Dataset items
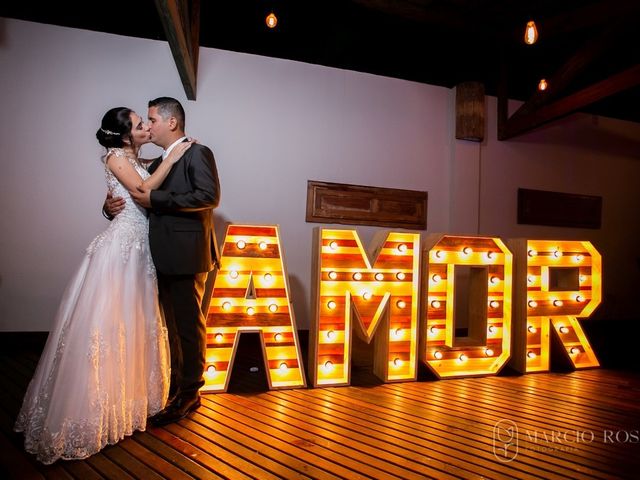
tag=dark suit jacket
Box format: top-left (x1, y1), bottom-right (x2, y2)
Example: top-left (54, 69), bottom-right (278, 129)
top-left (149, 143), bottom-right (220, 275)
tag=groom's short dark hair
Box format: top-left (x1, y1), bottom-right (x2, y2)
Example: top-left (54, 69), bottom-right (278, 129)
top-left (149, 97), bottom-right (185, 131)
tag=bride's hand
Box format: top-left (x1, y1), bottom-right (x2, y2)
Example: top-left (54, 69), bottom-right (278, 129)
top-left (165, 138), bottom-right (195, 165)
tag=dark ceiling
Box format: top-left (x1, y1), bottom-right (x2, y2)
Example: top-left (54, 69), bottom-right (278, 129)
top-left (0, 0), bottom-right (640, 122)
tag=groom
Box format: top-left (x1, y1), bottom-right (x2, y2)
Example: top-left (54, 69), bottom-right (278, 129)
top-left (105, 97), bottom-right (220, 425)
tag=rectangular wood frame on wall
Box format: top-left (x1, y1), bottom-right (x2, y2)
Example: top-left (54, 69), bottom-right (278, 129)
top-left (518, 188), bottom-right (602, 229)
top-left (306, 180), bottom-right (427, 230)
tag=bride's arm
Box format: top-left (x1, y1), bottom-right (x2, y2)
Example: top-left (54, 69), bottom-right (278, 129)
top-left (106, 142), bottom-right (193, 194)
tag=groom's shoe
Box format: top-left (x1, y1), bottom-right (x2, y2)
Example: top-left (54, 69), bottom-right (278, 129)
top-left (149, 393), bottom-right (200, 427)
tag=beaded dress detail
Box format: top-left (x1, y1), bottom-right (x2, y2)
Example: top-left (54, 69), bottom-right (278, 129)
top-left (15, 149), bottom-right (170, 464)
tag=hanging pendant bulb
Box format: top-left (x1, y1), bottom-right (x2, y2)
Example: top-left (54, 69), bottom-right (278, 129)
top-left (264, 12), bottom-right (278, 28)
top-left (524, 20), bottom-right (538, 45)
top-left (538, 78), bottom-right (549, 92)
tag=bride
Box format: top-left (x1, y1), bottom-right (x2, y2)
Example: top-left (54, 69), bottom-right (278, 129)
top-left (14, 107), bottom-right (192, 464)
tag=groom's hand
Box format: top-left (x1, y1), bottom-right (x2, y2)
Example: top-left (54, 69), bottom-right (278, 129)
top-left (129, 185), bottom-right (151, 208)
top-left (102, 192), bottom-right (125, 219)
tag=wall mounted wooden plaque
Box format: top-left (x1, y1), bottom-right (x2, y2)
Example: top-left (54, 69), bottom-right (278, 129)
top-left (306, 180), bottom-right (427, 230)
top-left (518, 188), bottom-right (602, 228)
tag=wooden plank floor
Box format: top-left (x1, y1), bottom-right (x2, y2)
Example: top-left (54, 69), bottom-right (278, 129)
top-left (0, 334), bottom-right (640, 480)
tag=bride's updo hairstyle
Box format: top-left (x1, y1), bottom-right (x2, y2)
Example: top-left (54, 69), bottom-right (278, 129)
top-left (96, 107), bottom-right (133, 148)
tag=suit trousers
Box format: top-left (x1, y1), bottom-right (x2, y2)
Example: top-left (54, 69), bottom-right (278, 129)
top-left (158, 272), bottom-right (208, 396)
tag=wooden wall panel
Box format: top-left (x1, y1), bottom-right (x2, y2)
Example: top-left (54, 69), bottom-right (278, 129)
top-left (306, 180), bottom-right (427, 230)
top-left (518, 188), bottom-right (602, 228)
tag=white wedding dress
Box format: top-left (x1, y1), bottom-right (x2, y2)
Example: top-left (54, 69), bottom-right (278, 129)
top-left (15, 149), bottom-right (170, 464)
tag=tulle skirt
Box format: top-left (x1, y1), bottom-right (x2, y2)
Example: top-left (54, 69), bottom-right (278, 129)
top-left (15, 218), bottom-right (170, 464)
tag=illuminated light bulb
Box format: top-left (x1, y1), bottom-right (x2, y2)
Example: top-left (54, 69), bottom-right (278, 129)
top-left (264, 12), bottom-right (278, 28)
top-left (524, 20), bottom-right (538, 45)
top-left (538, 78), bottom-right (549, 92)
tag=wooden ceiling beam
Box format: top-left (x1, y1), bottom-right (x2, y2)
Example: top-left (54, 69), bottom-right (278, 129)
top-left (498, 13), bottom-right (635, 140)
top-left (155, 0), bottom-right (200, 100)
top-left (498, 64), bottom-right (640, 140)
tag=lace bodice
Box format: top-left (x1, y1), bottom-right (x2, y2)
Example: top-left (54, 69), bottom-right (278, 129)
top-left (87, 148), bottom-right (155, 266)
top-left (104, 148), bottom-right (149, 223)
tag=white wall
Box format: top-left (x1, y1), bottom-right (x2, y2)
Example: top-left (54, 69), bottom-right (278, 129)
top-left (0, 18), bottom-right (640, 331)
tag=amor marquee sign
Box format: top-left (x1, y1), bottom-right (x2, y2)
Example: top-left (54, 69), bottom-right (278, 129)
top-left (203, 225), bottom-right (602, 392)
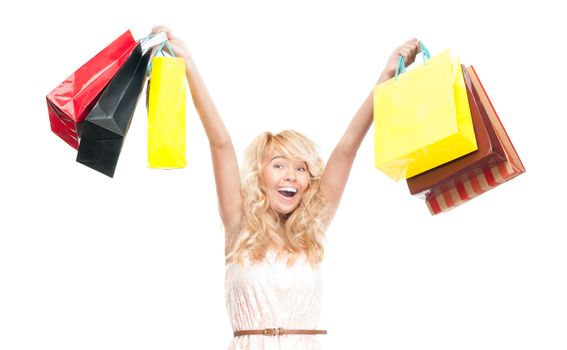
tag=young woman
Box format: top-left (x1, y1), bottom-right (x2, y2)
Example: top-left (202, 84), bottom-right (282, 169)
top-left (152, 26), bottom-right (419, 350)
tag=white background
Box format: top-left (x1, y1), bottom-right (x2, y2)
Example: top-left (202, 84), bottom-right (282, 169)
top-left (0, 1), bottom-right (567, 350)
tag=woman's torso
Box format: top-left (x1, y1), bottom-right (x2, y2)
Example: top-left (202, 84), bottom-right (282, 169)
top-left (225, 250), bottom-right (322, 350)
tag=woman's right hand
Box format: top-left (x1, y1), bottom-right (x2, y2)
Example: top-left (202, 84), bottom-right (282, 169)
top-left (152, 25), bottom-right (191, 60)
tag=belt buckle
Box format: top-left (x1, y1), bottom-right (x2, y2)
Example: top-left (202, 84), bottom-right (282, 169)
top-left (264, 327), bottom-right (283, 336)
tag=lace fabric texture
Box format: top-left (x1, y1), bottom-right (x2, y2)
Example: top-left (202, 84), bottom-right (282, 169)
top-left (225, 250), bottom-right (324, 350)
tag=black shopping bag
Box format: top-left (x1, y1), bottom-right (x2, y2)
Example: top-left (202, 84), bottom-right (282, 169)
top-left (77, 44), bottom-right (151, 177)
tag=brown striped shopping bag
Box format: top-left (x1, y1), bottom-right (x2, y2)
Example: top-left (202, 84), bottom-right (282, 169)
top-left (425, 66), bottom-right (526, 215)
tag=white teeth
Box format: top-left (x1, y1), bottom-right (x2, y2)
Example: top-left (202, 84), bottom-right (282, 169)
top-left (278, 187), bottom-right (297, 193)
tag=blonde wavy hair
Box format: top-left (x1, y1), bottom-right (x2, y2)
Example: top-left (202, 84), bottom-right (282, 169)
top-left (226, 130), bottom-right (329, 267)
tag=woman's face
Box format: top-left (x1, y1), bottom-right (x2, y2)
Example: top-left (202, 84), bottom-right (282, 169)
top-left (262, 153), bottom-right (309, 214)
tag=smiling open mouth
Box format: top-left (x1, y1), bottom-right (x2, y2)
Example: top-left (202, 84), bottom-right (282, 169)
top-left (278, 187), bottom-right (297, 198)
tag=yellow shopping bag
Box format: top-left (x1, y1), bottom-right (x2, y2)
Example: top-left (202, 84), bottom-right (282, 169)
top-left (374, 49), bottom-right (477, 181)
top-left (148, 53), bottom-right (187, 169)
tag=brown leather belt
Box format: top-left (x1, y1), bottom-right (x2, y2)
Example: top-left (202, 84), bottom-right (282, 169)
top-left (234, 327), bottom-right (327, 337)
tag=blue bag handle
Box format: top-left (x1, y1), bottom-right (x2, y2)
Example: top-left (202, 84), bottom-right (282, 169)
top-left (394, 41), bottom-right (431, 80)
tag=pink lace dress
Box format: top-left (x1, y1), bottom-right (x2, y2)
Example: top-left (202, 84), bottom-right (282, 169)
top-left (225, 250), bottom-right (325, 350)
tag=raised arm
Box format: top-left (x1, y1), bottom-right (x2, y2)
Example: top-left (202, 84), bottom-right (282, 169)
top-left (152, 26), bottom-right (242, 240)
top-left (321, 39), bottom-right (419, 217)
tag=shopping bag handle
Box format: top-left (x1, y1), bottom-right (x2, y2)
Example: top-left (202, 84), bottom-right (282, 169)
top-left (394, 41), bottom-right (431, 80)
top-left (146, 40), bottom-right (175, 77)
top-left (139, 32), bottom-right (167, 53)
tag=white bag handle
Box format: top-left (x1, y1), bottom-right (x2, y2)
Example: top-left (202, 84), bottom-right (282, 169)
top-left (141, 32), bottom-right (167, 54)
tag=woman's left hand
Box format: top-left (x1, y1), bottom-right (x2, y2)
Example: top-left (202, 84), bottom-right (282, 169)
top-left (382, 38), bottom-right (421, 79)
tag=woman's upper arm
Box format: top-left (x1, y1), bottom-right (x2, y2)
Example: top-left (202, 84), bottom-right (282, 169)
top-left (320, 147), bottom-right (356, 217)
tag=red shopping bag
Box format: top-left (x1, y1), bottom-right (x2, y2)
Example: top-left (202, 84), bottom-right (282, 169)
top-left (406, 66), bottom-right (506, 198)
top-left (425, 66), bottom-right (526, 215)
top-left (46, 30), bottom-right (137, 149)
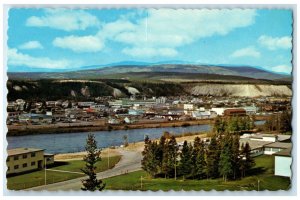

STATED PROBLEM.
Please express the part of the listing that opens with the line containing "tag=blonde wavy hair" and closes with the line containing "top-left (226, 130), bottom-right (329, 267)" as a two-column CSV with the columns "request" and "answer", one row per request, each value in a single quoted field with line breaks replaced by spaces.

SOLUTION TO THE EXERCISE.
request,answer
"tag=blonde wavy hair Box format: top-left (x1, y1), bottom-right (x2, y2) Example: top-left (202, 84), bottom-right (282, 169)","top-left (226, 130), bottom-right (329, 267)"